* _Required work_
1. According to the recipe excerpt, to what temperature is the oven increased after the hazelnuts are removed?
2. Duplicate the part of the recipe excerpt starting with "To make Filling: Place" and going on through "vanilla and cinnamon.".

To make Filling: Place hazelnuts on baking sheet in single layer. Bake for 10 minutes, or until lightly toasted, taking care not to burn. Remove from oven. Increase oven temperature to 400F.
Wrap nuts in clean kitchen towel, and set aside for 5 minutes until cool enough to handle. Rub gently to remove excess skin—some skin will remain. Set aside.
Cut apples into pieces 1-inch wide and 1/4-inch thick, and place in large bowl. Toss with lemon juice, and set aside. Combine strawberries and juice concentrate in 3-quart heat-proof casserole. Cover, and cook over medium heat, 5 minutes, or until berries are thawed. Add apples and cranberries. Reduce heat to low, and add brown sugar, vanilla and cinnamon.

Records from a data source:
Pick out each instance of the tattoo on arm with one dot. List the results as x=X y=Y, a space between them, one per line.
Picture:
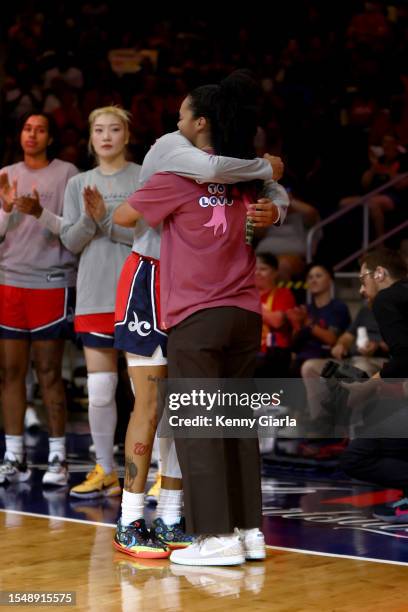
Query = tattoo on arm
x=130 y=472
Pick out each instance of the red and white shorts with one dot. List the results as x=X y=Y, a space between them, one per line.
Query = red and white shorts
x=137 y=314
x=96 y=330
x=36 y=314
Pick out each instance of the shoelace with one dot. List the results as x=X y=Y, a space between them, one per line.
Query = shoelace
x=147 y=535
x=400 y=502
x=8 y=467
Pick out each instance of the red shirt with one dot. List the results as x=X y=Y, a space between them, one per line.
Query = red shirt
x=205 y=262
x=279 y=299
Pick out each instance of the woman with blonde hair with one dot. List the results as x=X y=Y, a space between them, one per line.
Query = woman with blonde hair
x=102 y=248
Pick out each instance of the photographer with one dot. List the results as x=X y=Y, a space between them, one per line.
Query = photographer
x=384 y=461
x=349 y=349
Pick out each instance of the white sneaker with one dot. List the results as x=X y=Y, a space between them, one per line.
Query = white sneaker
x=57 y=473
x=12 y=470
x=211 y=550
x=253 y=542
x=31 y=420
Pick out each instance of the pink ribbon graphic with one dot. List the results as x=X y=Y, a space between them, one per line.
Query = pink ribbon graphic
x=218 y=220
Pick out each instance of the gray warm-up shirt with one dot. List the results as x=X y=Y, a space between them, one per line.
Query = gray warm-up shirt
x=174 y=153
x=103 y=246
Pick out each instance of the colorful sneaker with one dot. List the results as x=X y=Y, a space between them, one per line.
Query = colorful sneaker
x=12 y=470
x=152 y=496
x=396 y=512
x=57 y=473
x=136 y=540
x=174 y=536
x=253 y=542
x=211 y=550
x=97 y=484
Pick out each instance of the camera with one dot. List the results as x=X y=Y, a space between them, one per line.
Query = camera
x=342 y=371
x=336 y=416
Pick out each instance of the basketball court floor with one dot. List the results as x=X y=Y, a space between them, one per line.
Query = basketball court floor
x=325 y=551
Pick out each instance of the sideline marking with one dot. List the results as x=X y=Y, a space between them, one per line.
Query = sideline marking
x=294 y=550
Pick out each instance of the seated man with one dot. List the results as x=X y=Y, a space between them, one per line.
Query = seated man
x=369 y=357
x=384 y=461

* _Solutions in order_
1. 400F

2.
To make Filling: Place hazelnuts on baking sheet in single layer. Bake for 10 minutes, or until lightly toasted, taking care not to burn. Remove from oven. Increase oven temperature to 400F.
Wrap nuts in clean kitchen towel, and set aside for 5 minutes until cool enough to handle. Rub gently to remove excess skin—some skin will remain. Set aside.
Cut apples into pieces 1-inch wide and 1/4-inch thick, and place in large bowl. Toss with lemon juice, and set aside. Combine strawberries and juice concentrate in 3-quart heat-proof casserole. Cover, and cook over medium heat, 5 minutes, or until berries are thawed. Add apples and cranberries. Reduce heat to low, and add brown sugar, vanilla and cinnamon.